## [The task]
Print the data in full, exactly as it reads.
* * *
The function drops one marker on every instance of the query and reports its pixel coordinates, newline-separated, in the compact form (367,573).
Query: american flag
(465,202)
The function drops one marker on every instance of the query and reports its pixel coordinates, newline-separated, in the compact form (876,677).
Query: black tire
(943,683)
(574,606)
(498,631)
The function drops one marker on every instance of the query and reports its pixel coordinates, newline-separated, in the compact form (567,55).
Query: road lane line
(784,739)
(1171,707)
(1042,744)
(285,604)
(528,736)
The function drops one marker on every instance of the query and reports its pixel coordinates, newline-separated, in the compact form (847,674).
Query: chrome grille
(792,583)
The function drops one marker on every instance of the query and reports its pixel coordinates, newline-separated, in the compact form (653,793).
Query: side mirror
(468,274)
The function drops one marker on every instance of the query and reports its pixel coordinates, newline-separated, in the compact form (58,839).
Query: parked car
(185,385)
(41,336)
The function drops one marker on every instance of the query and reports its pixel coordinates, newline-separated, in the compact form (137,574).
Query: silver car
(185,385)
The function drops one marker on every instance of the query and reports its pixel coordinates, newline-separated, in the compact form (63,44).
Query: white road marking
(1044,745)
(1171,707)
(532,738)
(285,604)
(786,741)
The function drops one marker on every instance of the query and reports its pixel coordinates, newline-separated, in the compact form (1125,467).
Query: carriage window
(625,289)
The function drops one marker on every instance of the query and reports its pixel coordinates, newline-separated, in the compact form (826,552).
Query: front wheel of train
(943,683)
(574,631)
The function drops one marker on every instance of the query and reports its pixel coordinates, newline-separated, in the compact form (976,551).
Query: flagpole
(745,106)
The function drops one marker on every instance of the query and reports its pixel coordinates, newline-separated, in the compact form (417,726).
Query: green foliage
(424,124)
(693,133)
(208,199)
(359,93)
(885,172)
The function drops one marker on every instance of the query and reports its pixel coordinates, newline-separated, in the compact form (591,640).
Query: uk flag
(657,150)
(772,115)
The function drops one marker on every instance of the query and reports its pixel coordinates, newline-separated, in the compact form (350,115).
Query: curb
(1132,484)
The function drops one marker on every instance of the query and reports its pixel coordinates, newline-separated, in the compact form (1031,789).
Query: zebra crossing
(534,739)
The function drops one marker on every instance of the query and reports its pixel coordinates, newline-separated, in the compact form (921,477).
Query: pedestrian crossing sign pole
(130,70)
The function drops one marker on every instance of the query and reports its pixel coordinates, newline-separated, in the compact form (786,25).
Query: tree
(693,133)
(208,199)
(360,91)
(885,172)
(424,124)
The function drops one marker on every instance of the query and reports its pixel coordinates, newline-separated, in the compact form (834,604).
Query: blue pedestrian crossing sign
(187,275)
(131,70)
* * *
## [Answer for the task]
The function drops one marker on every instance of the query and reports its pixel coordinates, newline-separated, in the compact form (367,573).
Query: american flag
(465,202)
The function drops one marker on every instance of the query and reports its pixel coordinates, newline-separated, in the compact form (876,677).
Query: black tire
(943,683)
(574,606)
(498,631)
The function drops one marker on every instance of the query and reports its pixel coordinates, newline-separated, in the compact form (567,55).
Query: road lane line
(784,739)
(1171,707)
(1042,744)
(285,604)
(528,736)
The function drops one marker on every instance of the query and reports its pixel coordinates, newline-separated, in the compact form (847,674).
Query: chrome grille
(792,583)
The function drops one marker on every instance of the query and reports its pixel coordinates, newline-separated, in the compact form (653,793).
Query: side mirror
(468,274)
The function drops one marker on every instance of the query and reports its pixel coordinates, newline-separated, in the compact form (58,839).
Query: parked car
(185,385)
(41,336)
The function drops one marker on every instance of the query and reports its pixel coordinates, newline-separated, in the compact form (137,574).
Query: silver car
(185,385)
The function drops one marker on every instance of the query and reports its pixel coordinates, newline-separated, in the compact form (63,44).
Query: white road marking
(1044,745)
(1171,707)
(532,738)
(285,604)
(786,741)
The function drops one marker on every instance of the query and reports its pixel coordinates, newline-separated, in the compact form (1125,467).
Query: carriage window
(625,289)
The function drops one marker on every instance of the query and reports its pixel coordinates, newline-separated, in the compact form (826,552).
Query: front wheel of train
(943,683)
(574,631)
The function drops one marker on every instance of the query and reports its pixel coordinates, newline-separated, in the compact form (976,551).
Query: flagpole
(745,106)
The function drops one marker on every instance of the query and reports its pixel coordinates, newline-separated, in the compact form (417,726).
Query: green foliage
(424,124)
(693,133)
(208,199)
(359,93)
(885,172)
The function drops one marker on every instance of the query and reports its pixel coordinates, newline-separated, in the compact form (591,640).
Query: uk flag
(657,150)
(772,115)
The function drops one marker on every instance of the query and reports its pixel coordinates, newline-separated, in the compact form (350,115).
Query: curb
(1132,484)
The function drops one marker on every instance of the query and reports its pixel coordinates, newline-separated, in the compact form (1031,789).
Query: zebra crossing
(534,739)
The function drops one marker on every instance of the query and reports its pixel coordinates, newline-separated, in the compact form (921,477).
Query: pedestrian crossing sign pole
(130,70)
The function drops one marker on every instance of the query and reports its pixel coordinates, newline-separated, in the compact form (786,25).
Query: tree
(693,133)
(208,199)
(360,91)
(885,172)
(424,124)
The function drops one marker on every instance of the query and reports its pixel coordinates, newline-separated, in the compact form (834,604).
Query: blue pedestrian crossing sign
(187,275)
(131,70)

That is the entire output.